Moja diagnoza: przewlekła białaczka szpikowa - faza przewlekła. Rozpocząłęm miesiąc temu terapię lekiem Glivec. Ciekaw jestem jak długo udaje mu się blokować rozwój choroby. Dziękuję za wszystkie wypowiedzi, życzę zdrowia i uśmiechu:) Pozdrawiam dareks@orange.pl
Alebabka ja też biorę imatynib Accord w dawce 300 mg i to prawie od początku gdy jeszcze był glivec. Dr obniżyła dawkę z 400 bo morfologia nie była ok i inne skutki uboczne. Ta dawka 300 bardzo mi służy, wynik molekularny od kilku lat 0,001 głęboka odpowiedź molekularna. Może należałoby spróbować obniżyć dawkę a nie sztywno się trzymać schematu. Pozdrawiam
witam, wcześniej brałem nibix teraz Accord w sumie żadnych spektakularnych różnic nie zauważyłem. Wyniki z krwi wszystkie w normach, skutki uboczne ze strony układu pokarmowego biegunki i rewolucje w jelitach... podpuchnięte oczy z rana zazwyczaj oraz bóle stawów stawy dużych palców u nóg i mam wrażenie jakby wcześniejsze urazy zaczęły się odzywać...? W skrócie to tyle... pozdrawiam serdecznie 🙂
Hej, Kadamana gratuluje wyniku czytam dużo na temat tego leku i ma świetne wyniki. Zgłosiłam mojej Pani doktor i dostałam żelazo na receptę bo wykonała dodatkowe badania i póki co jest lepiej chociaż pogoda nie sprzyja. Dostałam również skierowanie na kolonoskopię i gastroskopię aby wykluczyć czy niskie żelazo i łagodna anemia nie ma przyczyny w innych miejscach. Tez myśle ze jak wszystkie wyniki będą wskazywały na lek to za jakiś czas obniży trochę dawkę. Jadwiga wspaniałe ze piszesz
Kadamana, to dobrze że zadzialal lek któryś z kolei. Czy bierzesz chemię w kroplówce czy to są tabletki. Ja prawie z 27letnim doświadczeniem choroby pozwolę sobie powiedzieć, że jak będzie dobrze w wynikach to dr może obniżyć Ci dawkę leku i skutki uboczne też będą lżejsze. Taka to moja refleksja. Pozdrawiam
Hej Polineczka. Ja teraz w sierpniu zgłaszałam lekarce zmęczenie i resztę objawów które mi dokuczają. Od marca jestem na Scemblixie to moja 4chemia i ogólnie leczę się 3 i pół roku. Pierwszy raz udało mi się osiągnąć wynik 0,002. I lekarka skwitowała tylko, że jest głęboka odpowiedź więc trzeba się cieszyć bo mam lekooporna i dopiero ta chemia zadziałała i poprostu mam się przyzwyczaić do tych wszystkich skutków i zmęczenia. Co nawet dwa albo 3 razy dziennie muszę się położyć spać bo nie przytomna jestem. Powiedziała, że jak przez 3 lata utrzymam remisję to możemy przerwac leczenie na kilka miesięcy.
bagatela40, tak u mnie tez ból kości - takie rwanie, i stawy nieraz dyskomfort z rana przy zaciskaniu pieści i bóle w stawach biodrowych. Wiem ze głowa robi swoje jestem osoba która od pierwszego dnia diagnozy była pod opieka psychologa i myśle ze już potrafię odróżnić bóle somatyczne od psychosomatycznych, mam 35 lat wiec problemy z ruchomością to tez nie w moim wieku.

Opis zadania = Podaj wszystkie imiona i pseudonimy osób, do których autorzy wpisów w tekście o przewlekłej białaczce szpikowej zwracają się bezpośrednio. Każde wymień tylko raz. Rekordy nie są tu potrzebne.

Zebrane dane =
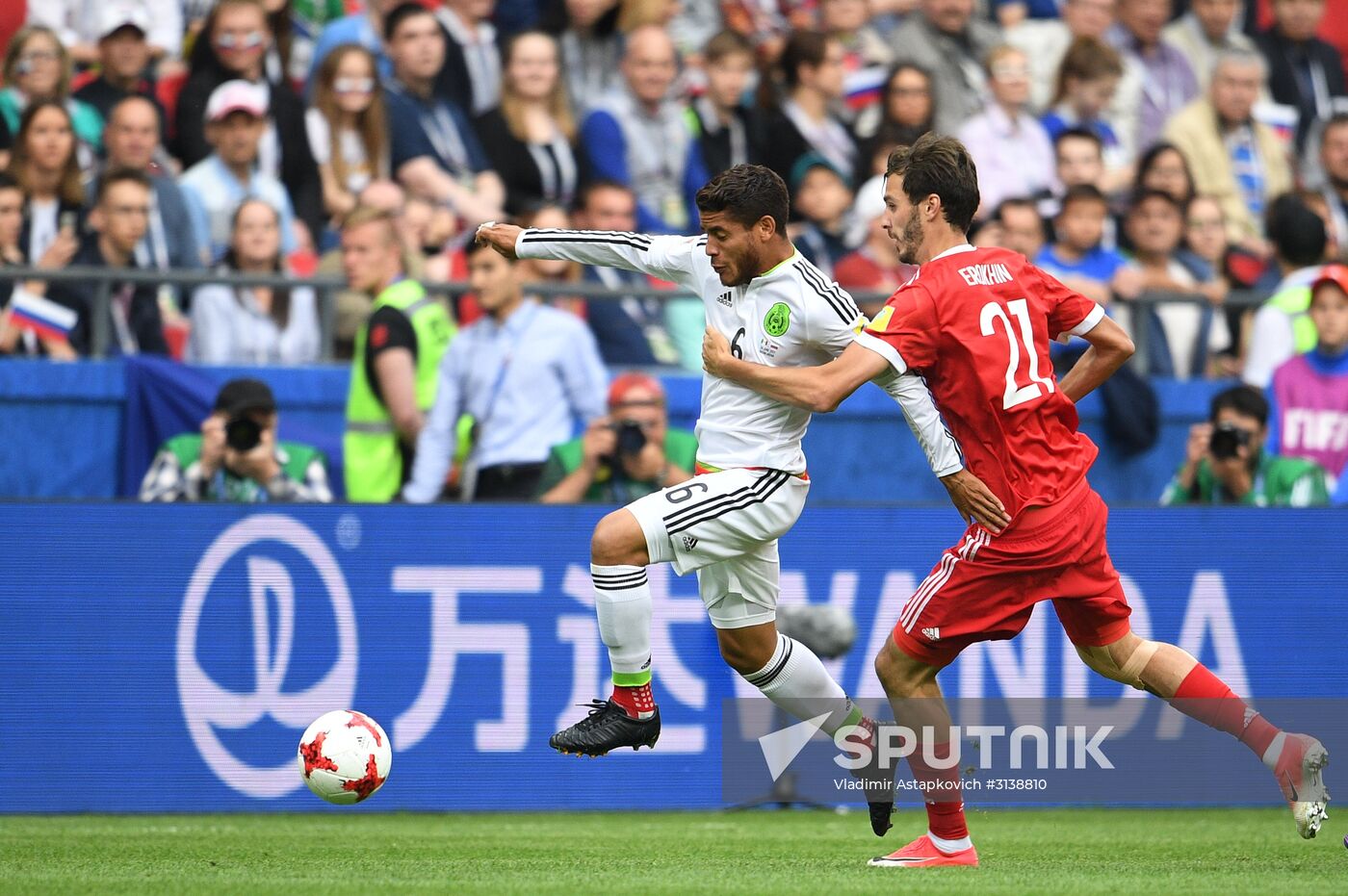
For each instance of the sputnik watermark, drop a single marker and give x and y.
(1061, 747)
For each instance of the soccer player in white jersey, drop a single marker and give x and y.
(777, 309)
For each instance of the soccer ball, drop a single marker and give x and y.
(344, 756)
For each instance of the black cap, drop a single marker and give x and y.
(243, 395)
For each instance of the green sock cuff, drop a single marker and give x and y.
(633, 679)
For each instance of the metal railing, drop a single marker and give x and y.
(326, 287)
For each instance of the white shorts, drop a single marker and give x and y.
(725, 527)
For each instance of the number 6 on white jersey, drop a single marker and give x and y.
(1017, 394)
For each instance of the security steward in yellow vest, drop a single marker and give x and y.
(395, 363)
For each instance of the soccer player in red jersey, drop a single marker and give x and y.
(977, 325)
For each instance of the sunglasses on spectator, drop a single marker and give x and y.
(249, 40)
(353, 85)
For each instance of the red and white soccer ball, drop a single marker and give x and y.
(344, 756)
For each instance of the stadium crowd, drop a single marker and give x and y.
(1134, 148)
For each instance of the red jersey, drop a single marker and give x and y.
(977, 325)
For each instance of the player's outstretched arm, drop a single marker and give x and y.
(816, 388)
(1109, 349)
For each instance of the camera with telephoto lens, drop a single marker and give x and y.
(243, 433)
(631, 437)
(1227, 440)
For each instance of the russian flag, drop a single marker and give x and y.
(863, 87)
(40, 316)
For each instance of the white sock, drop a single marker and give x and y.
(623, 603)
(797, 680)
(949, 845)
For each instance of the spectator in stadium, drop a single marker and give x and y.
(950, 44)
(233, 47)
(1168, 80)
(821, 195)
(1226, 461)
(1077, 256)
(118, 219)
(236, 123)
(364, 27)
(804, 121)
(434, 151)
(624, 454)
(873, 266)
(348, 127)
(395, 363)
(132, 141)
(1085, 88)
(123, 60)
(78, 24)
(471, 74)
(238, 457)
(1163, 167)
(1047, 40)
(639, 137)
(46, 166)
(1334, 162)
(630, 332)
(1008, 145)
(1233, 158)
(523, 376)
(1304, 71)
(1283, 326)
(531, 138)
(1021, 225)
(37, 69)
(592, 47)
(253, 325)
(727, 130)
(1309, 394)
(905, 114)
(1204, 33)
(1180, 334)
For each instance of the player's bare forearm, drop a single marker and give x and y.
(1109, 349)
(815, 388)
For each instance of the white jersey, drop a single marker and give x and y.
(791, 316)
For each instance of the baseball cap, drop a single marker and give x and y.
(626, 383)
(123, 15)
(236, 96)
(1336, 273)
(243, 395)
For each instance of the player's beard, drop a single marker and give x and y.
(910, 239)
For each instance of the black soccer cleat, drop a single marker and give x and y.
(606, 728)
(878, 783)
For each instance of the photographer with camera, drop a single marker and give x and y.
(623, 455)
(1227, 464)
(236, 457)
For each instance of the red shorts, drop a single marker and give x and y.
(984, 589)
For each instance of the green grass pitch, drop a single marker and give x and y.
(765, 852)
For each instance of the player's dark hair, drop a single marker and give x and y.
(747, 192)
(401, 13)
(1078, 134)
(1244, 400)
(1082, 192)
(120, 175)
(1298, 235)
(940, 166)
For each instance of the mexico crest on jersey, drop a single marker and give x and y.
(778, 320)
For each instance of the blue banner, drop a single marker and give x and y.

Wynik zadania = Alebabka, Kadamana, Jadwiga, Polineczka, bagatela40